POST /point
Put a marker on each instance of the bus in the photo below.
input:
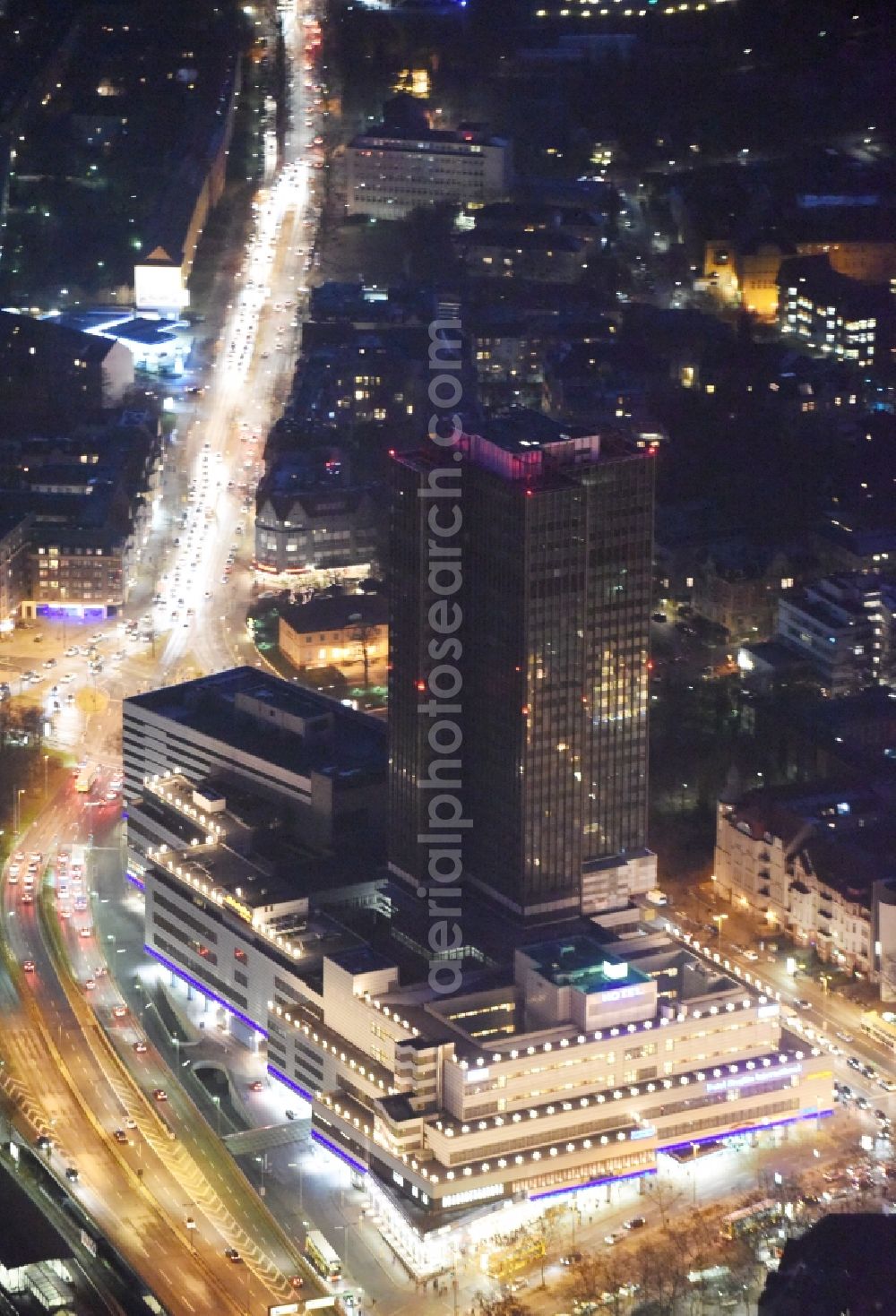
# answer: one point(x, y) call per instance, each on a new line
point(750, 1217)
point(323, 1259)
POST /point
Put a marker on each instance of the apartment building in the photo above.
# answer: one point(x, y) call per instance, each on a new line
point(831, 314)
point(317, 765)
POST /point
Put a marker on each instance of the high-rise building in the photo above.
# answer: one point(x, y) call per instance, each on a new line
point(556, 561)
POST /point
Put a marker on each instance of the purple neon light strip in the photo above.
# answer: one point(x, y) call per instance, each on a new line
point(591, 1183)
point(204, 991)
point(289, 1082)
point(337, 1152)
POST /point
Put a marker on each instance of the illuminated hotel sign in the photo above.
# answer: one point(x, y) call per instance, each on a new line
point(763, 1075)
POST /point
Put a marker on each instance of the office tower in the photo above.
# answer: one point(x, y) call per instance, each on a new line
point(556, 547)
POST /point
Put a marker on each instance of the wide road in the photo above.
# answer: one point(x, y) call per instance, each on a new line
point(67, 1055)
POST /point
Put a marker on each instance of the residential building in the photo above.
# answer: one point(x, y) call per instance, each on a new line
point(831, 314)
point(317, 765)
point(737, 587)
point(537, 255)
point(345, 631)
point(809, 858)
point(857, 241)
point(49, 371)
point(843, 625)
point(558, 538)
point(578, 1062)
point(406, 163)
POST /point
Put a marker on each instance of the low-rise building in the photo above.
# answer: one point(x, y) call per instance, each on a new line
point(843, 626)
point(395, 168)
point(345, 631)
point(49, 371)
point(311, 522)
point(317, 765)
point(808, 861)
point(14, 538)
point(833, 314)
point(575, 1062)
point(536, 255)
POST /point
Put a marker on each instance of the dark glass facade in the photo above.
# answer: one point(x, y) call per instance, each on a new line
point(556, 553)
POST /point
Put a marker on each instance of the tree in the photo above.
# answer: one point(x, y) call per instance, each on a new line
point(362, 633)
point(666, 1197)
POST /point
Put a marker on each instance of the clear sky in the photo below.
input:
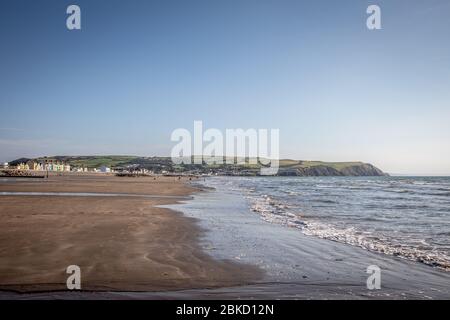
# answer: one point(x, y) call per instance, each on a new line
point(140, 69)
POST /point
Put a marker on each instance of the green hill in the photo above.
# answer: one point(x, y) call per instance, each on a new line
point(287, 167)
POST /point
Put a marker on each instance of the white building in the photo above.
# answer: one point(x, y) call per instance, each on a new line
point(105, 169)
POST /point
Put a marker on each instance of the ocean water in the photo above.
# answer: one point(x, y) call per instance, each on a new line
point(407, 217)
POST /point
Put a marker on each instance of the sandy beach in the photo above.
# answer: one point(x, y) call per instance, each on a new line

What the task asks — Copy all of the lines above word for word, but leave the pictures out of your copy.

Answer to this problem —
POST /point
Put a marker on each instance of the bus in the photo below.
input:
# answer: one point(x, y) call per instance, each on a new line
point(750, 1217)
point(323, 1259)
POST /point
Put a marker on each instance of the apartment building in the photo above.
# answer: one point(x, y) call per instance, each on a new line
point(831, 314)
point(317, 765)
POST /point
Put a marker on each instance of the high-rise building in the photo above.
# answer: one point(x, y) call per instance, each on a new line
point(556, 561)
POST /point
Put a marker on each instance of the purple neon light strip in the photo above.
# answer: one point(x, y) call per instance, each on a new line
point(591, 1183)
point(204, 991)
point(289, 1082)
point(337, 1152)
POST /point
Put a marker on each instance of the illuminated hotel sign in the photo above.
# answer: one point(x, y) call per instance, each on a new line
point(763, 1075)
POST /point
Put a marker on each instance of the office tower in the photo above.
# answer: one point(x, y) call per instance, each on a new line
point(556, 547)
POST /point
Put a marker on each instance of the wide road in the photo above.
# answer: one point(x, y) call per instance, each on a new line
point(67, 1055)
POST /point
Put a marker on each instance of the residential building in the photo above.
# answer: one point(x, y) call per instance, each on a new line
point(831, 314)
point(317, 765)
point(737, 587)
point(537, 255)
point(345, 631)
point(809, 858)
point(857, 241)
point(49, 371)
point(843, 625)
point(558, 538)
point(578, 1062)
point(406, 163)
POST /point
Put a marker on each instance of the low-rise building in the photo above.
# answer: one point(x, y) call per instance, each on a new line
point(843, 626)
point(395, 168)
point(345, 631)
point(49, 371)
point(311, 522)
point(317, 765)
point(808, 861)
point(14, 538)
point(833, 314)
point(575, 1062)
point(536, 255)
POST /point
Put a marker on each instance of the dark glass facade in the photo above.
# answer: one point(x, y) call per instance, each on a new line
point(556, 553)
POST /point
Put a marker on each instance of the tree in the photo above.
# answer: one point(x, y) call per instance, each on a new line
point(362, 633)
point(666, 1197)
POST /point
Put a marker on each instance of the clear sky in the photo below.
input:
# answer: one point(x, y) call per instance, each on a new line
point(140, 69)
POST /point
Put a marker on each instance of the green hill in the photo above.
# answer: one point(x, y) call per instance, each on a new line
point(287, 167)
POST /point
Put a marker on each instance of the white building in the photo above.
# answer: one point(x, y) call per instance, each on a new line
point(105, 169)
POST /point
Put a marker on each instance of the ocean water in the photo above.
# answer: one point(x, y) call per instance, each on a new line
point(407, 217)
POST /point
Put a marker on each instance of the sandy beach in the photo above.
# answer: one point(x, y) call per instance, each on a new line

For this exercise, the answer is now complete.